Extracted text:
--- begin ---

Various geometrical configurations used for the simulations. (A,B,C) Schematic representations of the homogeneous spherical phantom (blue, r_sphere), the spherical surface where the current distribution of the transmit elements is defined (black dashes, r_coil), and the layer of High Permittivity Material (grey, r_HPM), is shown for three cases. The fully-filled (A) and half-filled (B) cases used to determine the optimal relative permittivity have set sphere and coil radii. Reduction of the phantom size (r_sphere) while the distributed transmit elements and layer of HPM remain fixed is shown as the third case (C), with the smallest phantom size displayed. The simulated transmit array geometries (D), positioned at r_coil and fully encircling the phantom and HPM, are shown, together with the excitation plane through the center of the sample.

We calculated UISAR and array global SAR for an excitation designed to achieve a uniform flip angle (FA) on a transverse plane through the center of a homogeneous sphere with an 84 mm radius, and electrical properties of average brain tissue (ε_r = 63, σ = 0.46 S/m) [39] at 297 MHz, the Larmor frequency of protons at 7 Tesla. The target excitation profile was predefined with uniform phase and amplitude. The surface current distribution was defined 10 mm above the surface of the sphere, and the excitation plane had a resolution of 24 × 24 voxels [Figure 1A].

--- end ---

Stated task a:
Pull out every line of the records that contains the string "shirt".

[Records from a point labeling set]
--- begin ---

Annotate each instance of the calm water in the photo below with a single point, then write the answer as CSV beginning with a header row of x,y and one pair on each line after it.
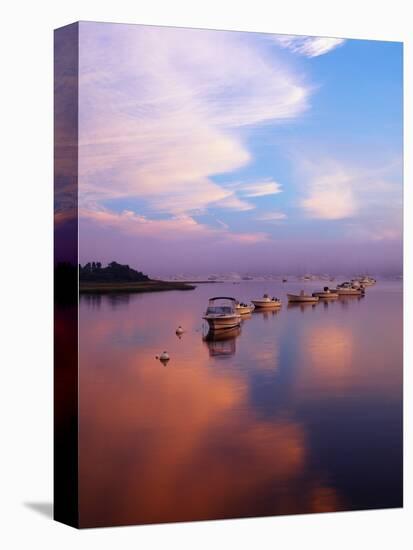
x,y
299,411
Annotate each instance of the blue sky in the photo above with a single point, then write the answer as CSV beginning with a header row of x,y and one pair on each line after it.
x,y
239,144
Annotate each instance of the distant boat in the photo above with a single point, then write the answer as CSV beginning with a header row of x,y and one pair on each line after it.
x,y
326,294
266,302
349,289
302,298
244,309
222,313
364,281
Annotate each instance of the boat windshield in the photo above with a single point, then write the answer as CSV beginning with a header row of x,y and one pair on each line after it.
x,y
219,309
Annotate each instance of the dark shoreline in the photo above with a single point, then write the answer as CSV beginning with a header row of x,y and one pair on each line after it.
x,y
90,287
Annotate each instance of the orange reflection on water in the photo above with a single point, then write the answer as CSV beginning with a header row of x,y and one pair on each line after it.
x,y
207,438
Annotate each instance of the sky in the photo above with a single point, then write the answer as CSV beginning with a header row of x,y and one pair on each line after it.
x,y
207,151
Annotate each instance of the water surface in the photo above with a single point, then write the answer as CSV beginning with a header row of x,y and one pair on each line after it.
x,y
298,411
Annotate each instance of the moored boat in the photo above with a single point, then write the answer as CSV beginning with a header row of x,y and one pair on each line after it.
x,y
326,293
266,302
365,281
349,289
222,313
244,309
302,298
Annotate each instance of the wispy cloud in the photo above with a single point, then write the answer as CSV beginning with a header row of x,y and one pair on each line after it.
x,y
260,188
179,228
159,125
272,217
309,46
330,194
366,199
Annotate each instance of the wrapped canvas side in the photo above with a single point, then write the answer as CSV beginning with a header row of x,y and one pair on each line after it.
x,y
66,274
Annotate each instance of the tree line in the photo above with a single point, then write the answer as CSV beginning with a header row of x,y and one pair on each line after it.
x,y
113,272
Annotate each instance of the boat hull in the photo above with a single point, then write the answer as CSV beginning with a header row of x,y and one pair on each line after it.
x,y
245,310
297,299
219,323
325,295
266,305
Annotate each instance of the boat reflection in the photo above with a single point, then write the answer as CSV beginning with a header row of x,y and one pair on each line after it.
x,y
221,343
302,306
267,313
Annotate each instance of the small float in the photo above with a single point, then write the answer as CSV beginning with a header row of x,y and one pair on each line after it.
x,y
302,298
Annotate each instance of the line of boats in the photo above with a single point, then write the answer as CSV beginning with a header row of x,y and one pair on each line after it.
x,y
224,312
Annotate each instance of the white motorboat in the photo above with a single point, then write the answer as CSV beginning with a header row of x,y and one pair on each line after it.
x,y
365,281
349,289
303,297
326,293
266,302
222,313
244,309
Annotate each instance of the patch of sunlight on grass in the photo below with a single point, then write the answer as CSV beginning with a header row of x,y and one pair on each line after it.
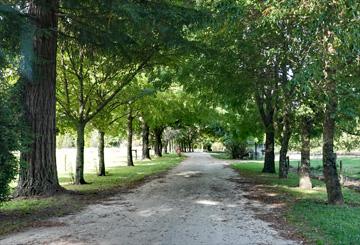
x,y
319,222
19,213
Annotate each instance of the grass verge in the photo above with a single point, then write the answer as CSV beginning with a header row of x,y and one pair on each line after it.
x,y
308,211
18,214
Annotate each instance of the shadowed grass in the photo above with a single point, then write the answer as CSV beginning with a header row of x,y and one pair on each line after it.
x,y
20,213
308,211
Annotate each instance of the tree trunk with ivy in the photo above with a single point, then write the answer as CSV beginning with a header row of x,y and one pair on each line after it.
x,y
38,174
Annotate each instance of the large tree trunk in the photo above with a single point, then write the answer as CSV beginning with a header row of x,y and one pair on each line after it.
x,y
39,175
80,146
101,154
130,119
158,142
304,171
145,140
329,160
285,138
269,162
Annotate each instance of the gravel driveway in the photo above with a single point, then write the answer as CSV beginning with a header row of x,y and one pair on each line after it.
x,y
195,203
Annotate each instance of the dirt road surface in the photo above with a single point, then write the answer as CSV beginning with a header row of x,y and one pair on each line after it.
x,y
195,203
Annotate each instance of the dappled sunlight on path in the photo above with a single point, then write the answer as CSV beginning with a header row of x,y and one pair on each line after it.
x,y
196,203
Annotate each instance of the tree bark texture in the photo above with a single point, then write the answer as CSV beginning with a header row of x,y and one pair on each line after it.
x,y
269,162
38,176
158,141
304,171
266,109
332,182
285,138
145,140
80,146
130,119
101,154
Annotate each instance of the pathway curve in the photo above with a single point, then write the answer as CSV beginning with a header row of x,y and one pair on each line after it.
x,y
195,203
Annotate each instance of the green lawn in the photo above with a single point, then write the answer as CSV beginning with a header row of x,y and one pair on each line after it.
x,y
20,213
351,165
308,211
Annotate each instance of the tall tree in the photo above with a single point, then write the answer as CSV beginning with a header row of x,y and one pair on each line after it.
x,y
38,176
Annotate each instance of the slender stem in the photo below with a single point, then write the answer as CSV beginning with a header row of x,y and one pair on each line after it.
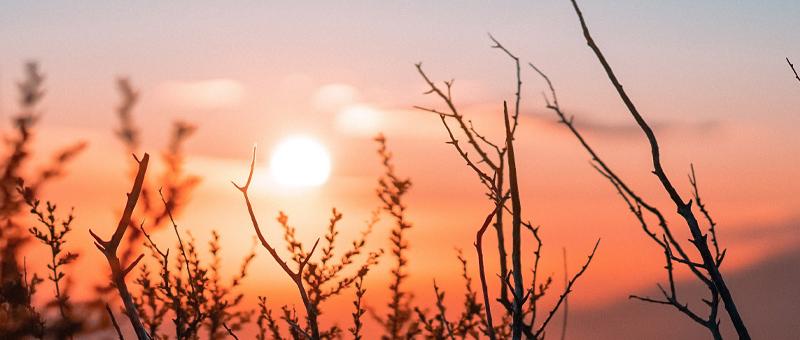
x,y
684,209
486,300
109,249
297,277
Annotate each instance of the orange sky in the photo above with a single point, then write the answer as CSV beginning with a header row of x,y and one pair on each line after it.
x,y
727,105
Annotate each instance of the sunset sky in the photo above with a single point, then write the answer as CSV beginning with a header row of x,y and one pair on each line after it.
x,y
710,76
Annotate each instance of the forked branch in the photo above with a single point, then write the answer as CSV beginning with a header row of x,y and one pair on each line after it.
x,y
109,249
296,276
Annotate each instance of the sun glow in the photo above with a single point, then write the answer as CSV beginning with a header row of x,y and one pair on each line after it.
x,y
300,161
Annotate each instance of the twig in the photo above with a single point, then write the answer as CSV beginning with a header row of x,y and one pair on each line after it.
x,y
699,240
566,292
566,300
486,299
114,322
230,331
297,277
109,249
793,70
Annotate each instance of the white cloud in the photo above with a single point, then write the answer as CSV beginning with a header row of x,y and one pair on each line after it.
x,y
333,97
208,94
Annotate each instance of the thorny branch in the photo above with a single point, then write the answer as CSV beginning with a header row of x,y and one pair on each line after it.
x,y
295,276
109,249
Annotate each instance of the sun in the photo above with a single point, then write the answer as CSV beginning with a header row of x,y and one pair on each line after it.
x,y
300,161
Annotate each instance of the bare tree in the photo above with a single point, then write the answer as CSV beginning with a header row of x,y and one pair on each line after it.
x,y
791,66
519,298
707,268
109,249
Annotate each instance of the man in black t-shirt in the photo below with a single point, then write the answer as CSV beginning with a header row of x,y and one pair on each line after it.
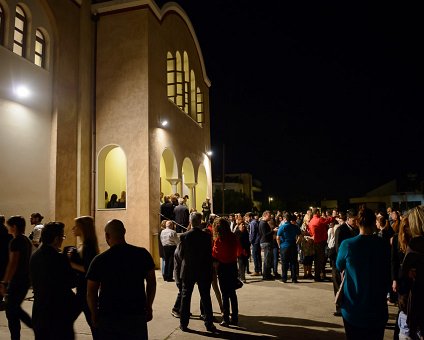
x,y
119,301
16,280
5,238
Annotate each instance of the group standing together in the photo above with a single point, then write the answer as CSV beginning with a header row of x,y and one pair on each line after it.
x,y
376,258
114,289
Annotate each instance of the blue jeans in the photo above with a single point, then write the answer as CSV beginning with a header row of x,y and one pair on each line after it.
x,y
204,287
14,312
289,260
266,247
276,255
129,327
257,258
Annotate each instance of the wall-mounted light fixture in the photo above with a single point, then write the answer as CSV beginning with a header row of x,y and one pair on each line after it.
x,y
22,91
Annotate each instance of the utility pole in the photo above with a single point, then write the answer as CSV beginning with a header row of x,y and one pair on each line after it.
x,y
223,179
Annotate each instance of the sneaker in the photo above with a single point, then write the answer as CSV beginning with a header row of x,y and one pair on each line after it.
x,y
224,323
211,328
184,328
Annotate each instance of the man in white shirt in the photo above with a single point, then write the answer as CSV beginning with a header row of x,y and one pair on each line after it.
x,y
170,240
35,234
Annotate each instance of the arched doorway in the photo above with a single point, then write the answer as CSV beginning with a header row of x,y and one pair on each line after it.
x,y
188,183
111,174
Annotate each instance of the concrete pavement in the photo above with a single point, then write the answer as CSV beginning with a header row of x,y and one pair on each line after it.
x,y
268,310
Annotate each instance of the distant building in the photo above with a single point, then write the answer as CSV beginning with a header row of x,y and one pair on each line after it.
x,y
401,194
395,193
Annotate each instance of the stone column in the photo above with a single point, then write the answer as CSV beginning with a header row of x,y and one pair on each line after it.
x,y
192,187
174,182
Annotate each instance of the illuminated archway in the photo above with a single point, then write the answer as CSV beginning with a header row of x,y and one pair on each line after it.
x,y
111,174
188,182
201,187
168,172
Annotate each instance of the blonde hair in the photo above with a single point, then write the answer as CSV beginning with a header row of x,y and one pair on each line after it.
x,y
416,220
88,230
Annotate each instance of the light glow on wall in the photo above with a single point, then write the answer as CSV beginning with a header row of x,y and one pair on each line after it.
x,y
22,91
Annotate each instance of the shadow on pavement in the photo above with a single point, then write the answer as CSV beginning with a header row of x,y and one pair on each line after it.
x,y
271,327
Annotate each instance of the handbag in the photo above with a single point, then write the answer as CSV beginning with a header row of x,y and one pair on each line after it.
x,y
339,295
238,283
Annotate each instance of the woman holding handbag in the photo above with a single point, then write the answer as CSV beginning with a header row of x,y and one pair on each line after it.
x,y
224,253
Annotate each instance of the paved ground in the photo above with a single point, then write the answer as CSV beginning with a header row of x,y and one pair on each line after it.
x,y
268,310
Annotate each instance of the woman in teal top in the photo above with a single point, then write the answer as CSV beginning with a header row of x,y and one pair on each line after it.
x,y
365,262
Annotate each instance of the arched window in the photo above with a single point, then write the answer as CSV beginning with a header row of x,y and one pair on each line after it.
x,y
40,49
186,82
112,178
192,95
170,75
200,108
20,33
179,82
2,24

--- end ---

Stated task b:
In the text on the simulation setup, what radius is given for the homogeneous sphere?

Task answer a:
Annotate each instance of the man in black t-shirt in the photo below with a single point, then write the answer as CSV beginning with a header row of x,y and one pair on each line after it.
Annotate each instance of the man in white shirt in the photo above with a single point, then write the answer as CSV beginning with a header row of x,y and one pair on each line after it.

Task answer b:
84 mm